**** Source passage
Deep Freeze coming for Fedora 7 (and cvs branching coming too)

Toshio Kuratomi a.badger at gmail.com
Thu May 17 00:35:11 UTC 2007


On Wed, 2007-05-16 at 22:04 +0200, Patrice Dumas wrote:
> On Tue, May 15, 2007 at 04:43:13PM -0700, Toshio Kuratomi wrote:
> > 
> > Unless a guideline is marked as a "should" it is mandatory.  If you
> > disagree with something the guidelines say is a must, the proper thing
> > to do is to get the guideline changed.[1]_
> 
> For the static libraries, I voiced my concerns on fedora-packaging, Ralf
> responded without answering my arguments, I reresponded and nothing
> happened after that. Although there had been a big thread were my point
> appeared clearly, and more recently in another thread about static libs
> naming. Now I am tired to relaunch the subject just to have nobody 
> answering anything relevant, so I bypass the guidelines.
> 
The static-libs naming was resolved on list with no guidelines changes
needing to be made.

The static library thread basically came to the same place that we are
at here.  You have to follow the Guidelines.  The reasons that the
guidelines are written as they are is in Ralf's email and in this
current exchange.  By following the Guidelines you can help get them to
change.

Bypassing the guidelines as you are doing is just going to lead us to
Packaging Armageddon with each rule being violated by those that
disagree with it.  This has to stop.

> > For changelogs, the guidelines say: "Every time you make changes, that
> > is, whenever you increment the E-V-R of a package, add a changelog
> > entry."
> > This means you must write a changelog entry.  The reasons are given in
> > the guidelines [2]_.
> 
> Sometimes it is silly to add a changelog entry in that case I don't add
> a changelog entry, period. (You can have a look at my cvs commit entries
> for example see recent commit for the cernlib if you like ti understand
> why).
>  
Express an example of silliness and present a draft with the example as
something that should be allowed.  However, the attitude that there are
some changes that are too silly to be recorded in the changelog is
exactly why the people that voted for the changelog guideline voted for
it.  You are violating the spirit of the guideline as well as the letter
by not putting a changelog entry in and I think your draft, example, and
arguments will have to be very persuasive in order to make a change to
this guideline.

> > For static libraries, the guidelines recognize that there may be
> > instances where static libraries are desirable.  If you want to either
> > provide static libraries in a subpackage or to link against static
> > libraries you must ask FESCo for permission.  This check was written for
> > several reasons:
> > 
> > 1) static libraries are a security hazard and there is a strong desire
> > to keep the libraries from being linked into packages provided by
> > Fedora.  This check helps FESCo and the packaging committee enforce
> > this.
> 
> Moot for numerical libraries.
********
> Stated task 1
Retype the Fedora packaging email from "Bypassing the guidelines" up to and including "has to stop.".
> Stated task 2
Write the next portion of the Fedora packaging email, picking up after its final line.
The rows come from a separate source unrelated to the Fedora packaging email.
**** Data supplied
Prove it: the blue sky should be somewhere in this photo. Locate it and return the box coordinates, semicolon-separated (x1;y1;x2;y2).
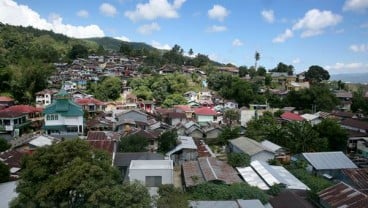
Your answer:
0;0;368;74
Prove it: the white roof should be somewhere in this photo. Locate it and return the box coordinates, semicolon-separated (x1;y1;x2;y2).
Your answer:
303;151;357;170
29;135;53;147
166;136;197;156
0;181;18;207
250;160;309;190
129;160;173;170
301;113;319;121
236;167;269;190
261;140;282;153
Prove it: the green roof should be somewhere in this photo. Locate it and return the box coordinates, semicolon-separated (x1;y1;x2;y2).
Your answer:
43;90;84;116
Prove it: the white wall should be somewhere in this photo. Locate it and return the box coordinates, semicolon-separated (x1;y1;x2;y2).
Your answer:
129;169;174;184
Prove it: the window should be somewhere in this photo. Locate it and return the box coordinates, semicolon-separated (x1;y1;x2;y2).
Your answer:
146;176;162;187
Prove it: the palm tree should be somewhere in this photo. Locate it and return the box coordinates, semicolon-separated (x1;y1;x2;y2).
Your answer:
254;51;261;71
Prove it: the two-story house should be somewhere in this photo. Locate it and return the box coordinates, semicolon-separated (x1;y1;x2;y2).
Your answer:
43;89;84;137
********
> Answer 1
Bypassing the guidelines as you are doing is just going to lead us to
Packaging Armageddon with each rule being violated by those that
disagree with it.  This has to stop.

> Answer 2
> 
> > 2) The Packaging Committee realized that there are packages that need to
> > contravene this policy but not how many.  If there are hundreds of
> > libraries in Fedora requesting to ship static libraries then the
> > guideline must be revised to accommodate them.  If it's only a dozen
> > then having exceptions for those packages is sufficient.
> 
> I always said that I agreed to report to FESCo that I ship a static lib,
> but that it was silly to ask FESCo when I know better, and I won't do it.
> 
Then you are not in compliance with the guidelines.  The Packaging
Committee itself has no teeth to enforce them.  FESCo will have to
decide if it wants to enforce the guidelines, delegate that power, or
let the guidelines be informational rather than binding.

> > 3) The Packaging Committee realized that this draft could be made better
> > if we could draft a statement that covered the valid cases without
> > letting packages without sufficient reasons in.  However we didn't have
> > a large enough sample of valid packages to be able to write that yet.
> > By having this reported we would be able to gather information on what
> > rule could be made to fit this.
> 
> There is at least the cernlib, the gsl, lapack, blas, and certainly
> netcdf, hdf.
> 
> Some packages have static libs because upstream doesn't provide a shared
> lib, like (packages I know because I maintain them) libnet10, libnet.
> It is quite unfortunate in that case but I have argued a lot of time why
> I think it is better not to introduce shared libs in fedora at that
> point.
> 
> > Deciding "not to bother FESCo" with this is not saving us time; it is
> > making it so someone down the line has to spend time finding which
> > packages are linking against static libraries without an exemption and
> > figure out what the proper fix is.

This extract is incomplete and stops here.